> PROBLEM TO SOLVE
Looking at the listing below, retype exactly the lines starting at the one containing "Target: thumb" and ending at the one containing "[(14, 105), (197, 28)]", both included, and nothing else.

> RECORDS FOR PROCESSING

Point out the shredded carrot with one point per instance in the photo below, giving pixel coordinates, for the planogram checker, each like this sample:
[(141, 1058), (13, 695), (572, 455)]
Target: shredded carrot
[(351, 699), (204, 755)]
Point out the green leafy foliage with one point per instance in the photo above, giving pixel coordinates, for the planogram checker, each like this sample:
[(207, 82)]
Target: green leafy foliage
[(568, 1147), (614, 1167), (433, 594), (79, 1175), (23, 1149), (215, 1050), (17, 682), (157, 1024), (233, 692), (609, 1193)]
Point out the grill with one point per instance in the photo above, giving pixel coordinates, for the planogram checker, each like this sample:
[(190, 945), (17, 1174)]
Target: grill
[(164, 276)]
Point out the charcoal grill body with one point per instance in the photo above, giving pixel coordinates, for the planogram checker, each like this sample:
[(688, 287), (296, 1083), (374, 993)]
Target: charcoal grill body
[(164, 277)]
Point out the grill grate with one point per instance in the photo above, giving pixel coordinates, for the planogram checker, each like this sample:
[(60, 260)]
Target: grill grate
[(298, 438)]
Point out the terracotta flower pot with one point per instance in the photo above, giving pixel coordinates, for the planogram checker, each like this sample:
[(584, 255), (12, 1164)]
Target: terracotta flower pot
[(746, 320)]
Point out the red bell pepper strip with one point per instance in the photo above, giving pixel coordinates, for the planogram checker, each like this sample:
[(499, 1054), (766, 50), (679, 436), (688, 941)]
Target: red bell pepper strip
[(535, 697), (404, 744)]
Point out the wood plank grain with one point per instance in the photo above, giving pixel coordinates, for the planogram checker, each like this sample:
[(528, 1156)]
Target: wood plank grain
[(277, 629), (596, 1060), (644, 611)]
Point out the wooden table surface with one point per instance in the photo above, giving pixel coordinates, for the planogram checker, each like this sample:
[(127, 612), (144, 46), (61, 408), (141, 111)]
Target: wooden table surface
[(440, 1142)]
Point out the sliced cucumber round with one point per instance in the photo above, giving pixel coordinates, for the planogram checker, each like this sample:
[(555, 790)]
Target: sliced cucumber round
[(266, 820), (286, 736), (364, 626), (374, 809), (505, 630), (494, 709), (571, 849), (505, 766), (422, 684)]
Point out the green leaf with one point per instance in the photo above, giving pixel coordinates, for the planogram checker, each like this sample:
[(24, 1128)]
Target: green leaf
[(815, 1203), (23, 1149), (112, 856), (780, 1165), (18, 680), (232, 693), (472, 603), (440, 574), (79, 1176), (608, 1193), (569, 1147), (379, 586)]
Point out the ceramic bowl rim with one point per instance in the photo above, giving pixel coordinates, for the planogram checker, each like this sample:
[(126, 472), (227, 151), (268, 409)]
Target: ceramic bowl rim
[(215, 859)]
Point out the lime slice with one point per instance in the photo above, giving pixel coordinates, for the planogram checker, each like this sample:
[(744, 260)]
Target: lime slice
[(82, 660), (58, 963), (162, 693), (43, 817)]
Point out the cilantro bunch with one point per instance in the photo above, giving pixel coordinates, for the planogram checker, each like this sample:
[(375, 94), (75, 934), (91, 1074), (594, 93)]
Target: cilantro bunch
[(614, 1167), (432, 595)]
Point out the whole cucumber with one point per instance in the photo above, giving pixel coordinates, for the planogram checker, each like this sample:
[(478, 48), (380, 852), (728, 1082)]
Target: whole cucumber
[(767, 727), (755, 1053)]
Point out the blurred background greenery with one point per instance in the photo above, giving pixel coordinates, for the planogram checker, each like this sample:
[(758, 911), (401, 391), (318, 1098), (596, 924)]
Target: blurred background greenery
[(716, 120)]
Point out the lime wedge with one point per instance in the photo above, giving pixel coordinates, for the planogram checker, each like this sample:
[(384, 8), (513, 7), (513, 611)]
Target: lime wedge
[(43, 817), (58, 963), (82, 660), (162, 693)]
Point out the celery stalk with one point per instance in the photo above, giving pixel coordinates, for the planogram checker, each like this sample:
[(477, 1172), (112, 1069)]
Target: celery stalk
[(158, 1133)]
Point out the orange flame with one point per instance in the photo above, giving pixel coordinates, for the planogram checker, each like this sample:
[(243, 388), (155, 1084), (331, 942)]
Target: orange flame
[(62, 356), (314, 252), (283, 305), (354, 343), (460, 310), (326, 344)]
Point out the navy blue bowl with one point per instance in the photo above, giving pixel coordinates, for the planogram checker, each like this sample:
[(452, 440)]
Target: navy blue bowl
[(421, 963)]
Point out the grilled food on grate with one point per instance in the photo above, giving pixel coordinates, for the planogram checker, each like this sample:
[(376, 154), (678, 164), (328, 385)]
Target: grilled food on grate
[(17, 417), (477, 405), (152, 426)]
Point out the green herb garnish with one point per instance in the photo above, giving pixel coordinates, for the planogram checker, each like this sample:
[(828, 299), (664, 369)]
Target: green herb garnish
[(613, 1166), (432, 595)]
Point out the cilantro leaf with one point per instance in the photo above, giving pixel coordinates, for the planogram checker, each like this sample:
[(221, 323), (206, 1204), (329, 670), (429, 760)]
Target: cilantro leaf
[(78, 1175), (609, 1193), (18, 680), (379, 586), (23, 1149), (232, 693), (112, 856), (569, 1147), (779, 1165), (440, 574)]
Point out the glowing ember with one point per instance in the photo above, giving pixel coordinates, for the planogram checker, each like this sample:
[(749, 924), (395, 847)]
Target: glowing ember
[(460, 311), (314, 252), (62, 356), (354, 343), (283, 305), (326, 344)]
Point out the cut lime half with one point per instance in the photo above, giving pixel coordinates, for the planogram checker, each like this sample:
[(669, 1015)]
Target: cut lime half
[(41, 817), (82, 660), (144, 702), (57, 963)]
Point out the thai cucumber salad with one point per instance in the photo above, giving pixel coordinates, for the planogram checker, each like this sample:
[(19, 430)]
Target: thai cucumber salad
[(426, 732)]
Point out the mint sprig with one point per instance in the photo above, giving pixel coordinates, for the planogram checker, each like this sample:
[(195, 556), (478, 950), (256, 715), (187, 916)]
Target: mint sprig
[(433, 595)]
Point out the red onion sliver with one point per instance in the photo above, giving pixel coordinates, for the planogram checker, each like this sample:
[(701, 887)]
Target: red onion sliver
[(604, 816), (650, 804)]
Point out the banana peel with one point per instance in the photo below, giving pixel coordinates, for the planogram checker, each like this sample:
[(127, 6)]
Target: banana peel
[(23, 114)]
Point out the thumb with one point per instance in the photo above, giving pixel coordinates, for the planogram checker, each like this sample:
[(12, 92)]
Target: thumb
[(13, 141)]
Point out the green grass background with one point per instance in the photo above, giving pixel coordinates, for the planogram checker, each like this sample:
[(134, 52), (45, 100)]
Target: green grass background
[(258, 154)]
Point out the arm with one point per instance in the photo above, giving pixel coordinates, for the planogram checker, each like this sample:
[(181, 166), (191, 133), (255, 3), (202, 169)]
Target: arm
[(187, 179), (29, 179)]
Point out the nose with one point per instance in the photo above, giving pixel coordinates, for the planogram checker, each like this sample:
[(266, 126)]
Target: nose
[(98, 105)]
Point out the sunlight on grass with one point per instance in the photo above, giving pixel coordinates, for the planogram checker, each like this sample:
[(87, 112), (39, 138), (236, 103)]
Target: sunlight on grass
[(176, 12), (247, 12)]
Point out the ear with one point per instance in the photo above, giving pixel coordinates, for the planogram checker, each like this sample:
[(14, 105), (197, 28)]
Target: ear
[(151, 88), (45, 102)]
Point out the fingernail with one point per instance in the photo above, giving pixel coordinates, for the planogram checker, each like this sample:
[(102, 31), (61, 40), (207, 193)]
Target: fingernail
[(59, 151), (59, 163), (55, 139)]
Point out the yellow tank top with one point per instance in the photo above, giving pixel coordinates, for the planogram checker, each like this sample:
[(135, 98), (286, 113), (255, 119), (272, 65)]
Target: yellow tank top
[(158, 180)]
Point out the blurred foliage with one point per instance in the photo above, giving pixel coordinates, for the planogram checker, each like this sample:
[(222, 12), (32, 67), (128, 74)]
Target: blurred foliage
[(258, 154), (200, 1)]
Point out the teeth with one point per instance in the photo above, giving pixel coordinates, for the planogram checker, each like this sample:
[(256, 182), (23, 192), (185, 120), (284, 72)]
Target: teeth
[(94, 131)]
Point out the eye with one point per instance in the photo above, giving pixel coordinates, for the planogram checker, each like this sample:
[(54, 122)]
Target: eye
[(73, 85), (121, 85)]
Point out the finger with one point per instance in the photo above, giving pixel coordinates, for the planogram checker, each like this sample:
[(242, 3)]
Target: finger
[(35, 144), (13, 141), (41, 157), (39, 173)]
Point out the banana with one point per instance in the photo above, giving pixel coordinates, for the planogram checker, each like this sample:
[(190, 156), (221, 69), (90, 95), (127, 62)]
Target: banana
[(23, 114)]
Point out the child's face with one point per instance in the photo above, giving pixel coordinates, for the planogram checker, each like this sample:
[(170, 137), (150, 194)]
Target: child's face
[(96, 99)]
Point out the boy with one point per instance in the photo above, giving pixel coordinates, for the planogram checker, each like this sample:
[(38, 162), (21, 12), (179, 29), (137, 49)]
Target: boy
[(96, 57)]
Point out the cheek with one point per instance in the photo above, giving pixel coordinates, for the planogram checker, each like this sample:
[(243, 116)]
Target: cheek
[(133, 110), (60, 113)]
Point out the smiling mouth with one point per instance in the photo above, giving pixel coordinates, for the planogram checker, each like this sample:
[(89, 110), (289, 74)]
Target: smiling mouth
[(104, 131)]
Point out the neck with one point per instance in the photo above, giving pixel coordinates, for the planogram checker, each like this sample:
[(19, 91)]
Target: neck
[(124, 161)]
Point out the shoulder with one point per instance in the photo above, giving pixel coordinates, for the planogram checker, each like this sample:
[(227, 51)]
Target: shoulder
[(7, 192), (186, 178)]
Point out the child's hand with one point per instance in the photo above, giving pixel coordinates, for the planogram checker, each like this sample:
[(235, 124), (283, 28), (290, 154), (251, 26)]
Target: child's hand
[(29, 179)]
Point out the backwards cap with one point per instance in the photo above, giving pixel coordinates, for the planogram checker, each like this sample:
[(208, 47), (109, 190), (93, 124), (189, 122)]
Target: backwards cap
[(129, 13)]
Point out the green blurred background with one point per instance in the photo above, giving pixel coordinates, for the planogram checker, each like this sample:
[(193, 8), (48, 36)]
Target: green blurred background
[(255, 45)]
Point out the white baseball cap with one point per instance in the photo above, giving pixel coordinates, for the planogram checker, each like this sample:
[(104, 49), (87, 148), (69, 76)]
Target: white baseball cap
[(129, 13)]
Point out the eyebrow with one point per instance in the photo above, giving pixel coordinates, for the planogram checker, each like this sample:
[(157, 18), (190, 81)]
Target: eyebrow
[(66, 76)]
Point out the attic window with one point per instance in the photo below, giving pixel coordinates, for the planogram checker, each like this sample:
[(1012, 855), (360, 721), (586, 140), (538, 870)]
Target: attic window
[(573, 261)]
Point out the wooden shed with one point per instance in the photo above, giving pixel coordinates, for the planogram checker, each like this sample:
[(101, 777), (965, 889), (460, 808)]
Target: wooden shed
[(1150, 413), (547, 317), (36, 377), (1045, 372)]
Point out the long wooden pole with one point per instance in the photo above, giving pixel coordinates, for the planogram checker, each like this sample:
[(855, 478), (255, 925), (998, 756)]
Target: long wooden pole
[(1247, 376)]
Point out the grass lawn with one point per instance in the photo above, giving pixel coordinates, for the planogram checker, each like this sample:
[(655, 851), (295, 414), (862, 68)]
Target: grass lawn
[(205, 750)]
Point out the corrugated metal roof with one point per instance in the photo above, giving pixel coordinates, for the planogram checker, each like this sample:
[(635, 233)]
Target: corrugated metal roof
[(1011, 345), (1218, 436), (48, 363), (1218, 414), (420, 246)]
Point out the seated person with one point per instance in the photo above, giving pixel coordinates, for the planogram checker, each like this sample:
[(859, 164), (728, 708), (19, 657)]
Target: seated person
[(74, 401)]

> REPLY
Target: thumb
[(13, 141)]
Point out the green grass background with one point per instance in the photo above, giving pixel coordinates, for the planogram checker, each like this sample:
[(134, 52), (45, 100)]
Target: green grass background
[(258, 154)]
Point out the arm with one point per instance in the photo above, giving pixel coordinates, for the planogram checker, each like this sample:
[(181, 166), (191, 133), (255, 3), (202, 169)]
Target: arm
[(187, 179), (29, 179)]
Point out the nose with one point per instance in the photo above, giving pixel coordinates, for the planogram checker, each like this sample:
[(266, 126)]
Target: nose
[(98, 105)]
Point out the sunlight on grass with one point per instance in the photo above, giving pixel coordinates, for the planogram checker, each like this sample:
[(87, 112), (39, 138), (236, 103)]
Target: sunlight on grass
[(176, 12), (247, 12)]
Point out the ear with one point per instance in the photo above, giving pixel coordinates, for the planogram checker, each like this sample:
[(14, 105), (197, 28)]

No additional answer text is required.